• **STATED GOAL A**
Please swap "input photograph" for "input image" throughout the object detection listing below, leaving the pictures out and everything else unchanged.

• **PAGE EXTRACT**

The editor-in-chief of the daily newsletter Best Evidence, Sarah D. Bunting knows a thing or two about true crime. Her weekly column here on Primetimer is dedicated to all things true crime TV.
Every once in a while, a film or TV series makes a choice that changes the game. Premiering tonight on HBO, the six-part Danish-language series The Investigation is one such work.
A scripted series based on the real-life investigation into what's known in Denmark as "the submarine case," The Investigation tells the story of Kim Wall, a journalist who went to interview Danish inventor Peter Madsen on his midget submarine in August 2017, but didn't return. After the sub sank the next day, Madsen was rescued nearby, arrested, and immediately began generating non-credible explanations for Wall's disappearance. As authorities began to find Wall's remains over the course of the next few months, Madsen continued to offer unconvincing explanations for her death and dismemberment.
If this sounds like the sort of horrifying puzzle that would have a true-crime reviewer scribbling notes nonstop, it is — or it should be, anyway — yet I found myself so absorbed by The Investigation that I fhad little reason to note where it was falling short. There are a few baffling misteps, and I'll get to those, but let's start with the pluses.
Writer/director Tobias Lindholm is probably best known for his well-regarded Danish political drama Borgen, but also directed a couple episodes of Mindhunter, the Netflix series about the birth of the FBI's psychological-profiling program. He's also worked on multiple projects with Mads Mikkelsen, who played the TV version of Hannibal Lecter, an amalgam of various serial killers, making it all the more thought-provoking that Lindholm subtracts the killer from The Investigation entirely. It took me an episode and a half to notice the space that leaves; it took me another episode and a half to stop thinking about what a smart choice it is.
The Investigation really is about the investigation: no moody flashbacks of the crime; no clichéd focus pulls from a suspect sitting smugly in an interrogation room to our frustrated cop hero's reflection superimposed on the suspect's face. The killer is deprived of agency, of importance. It's quite a statement about whose perspectives true-crime narratives tend to privilege, and how we've gotten used to that — especially from a creator with experience in crime stories about analyzing killers. The shift in stance from "why'd he do it" to "how do we prove what he did and punish him" is disorienting at first, then just feels right.
So does The Investigation's respect for Wall's family, and for the many people who worked hundreds of hours to try to disprove Madsen's claims. A lot of those people appear as themselves in the project, and Lindholm includes a shot of his protagonist, Copenhagen homicide chief Jens Møller (Søren Malling of Borgen and the original The Killing), shaking each dive-team member's hand after endless searching of the sound between Denmark and Sweden finally yields (gruesome) evidence. It's just one of many shot compositions in The Investigation that struck me; Lindholm has a way of making visuals that seem on-the-nose — Møller heading up the ramp of an underground garage, into the light; or fading into the darkness of his backyard with his dogs — into tonally effective grace notes. Malling is a great choice for the role, too, playing Møller as largely impassive, so when flashbulbs are reflecting off a building behind him at a press conference like a lightning storm, he's able to center the scene.

• **DATASET**
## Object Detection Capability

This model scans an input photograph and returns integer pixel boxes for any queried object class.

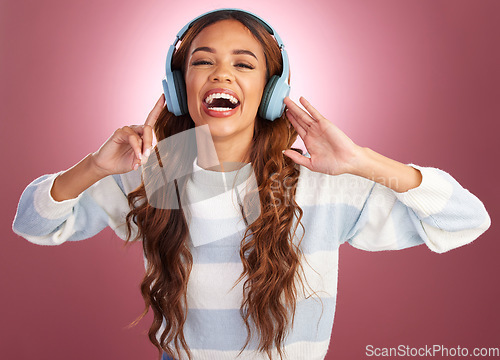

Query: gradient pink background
[0,0,500,360]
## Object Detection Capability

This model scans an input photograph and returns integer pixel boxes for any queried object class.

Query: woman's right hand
[91,94,165,177]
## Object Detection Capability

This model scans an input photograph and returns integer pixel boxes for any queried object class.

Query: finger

• **STATED GOAL B**
Extend the review of The Investigation with a few more paragraphs.

• **FINAL ANSWER A**
## Object Detection Capability

This model scans an input image and returns integer pixel boxes for any queried object class.


Query: gradient pink background
[0,0,500,360]
## Object Detection Capability

This model scans an input image and returns integer pixel boxes for any queried object class.

Query: woman's right hand
[91,94,165,177]
## Object Detection Capability

This model scans an input image and returns integer pixel boxes for any queried object class.

Query: finger

• **FINAL ANSWER B**
It's a shame that Malling's performance is also obliged to include one of my least favorite tropes in the crime genre: the conflict between a homicide detective's job and his family. I'm not saying this isn't a real problem, and I'm not saying Møller's kid didn't deserve better, but in a series that otherwise focuses so narrowly (and so effectively) on its titular investigation, it's not clear why we're shilly-shallying around with a predictable estrangement subplot. Like, of course the detente coffee date he has with his pregnant daughter is ruined by a long-awaited discovery out on the water. Of course he and Maibritt (Laura Christensen), a detective his daughter's age, end up falling asleep on each other's shoulders while waiting for the coroner's report. And of course there are cellos to tell us how to feel about the conflict.
Lindholm absolutely knows better than to waste his time (and ours) with this hackneyed garbage, and yet the runner stays in place for the length of the series.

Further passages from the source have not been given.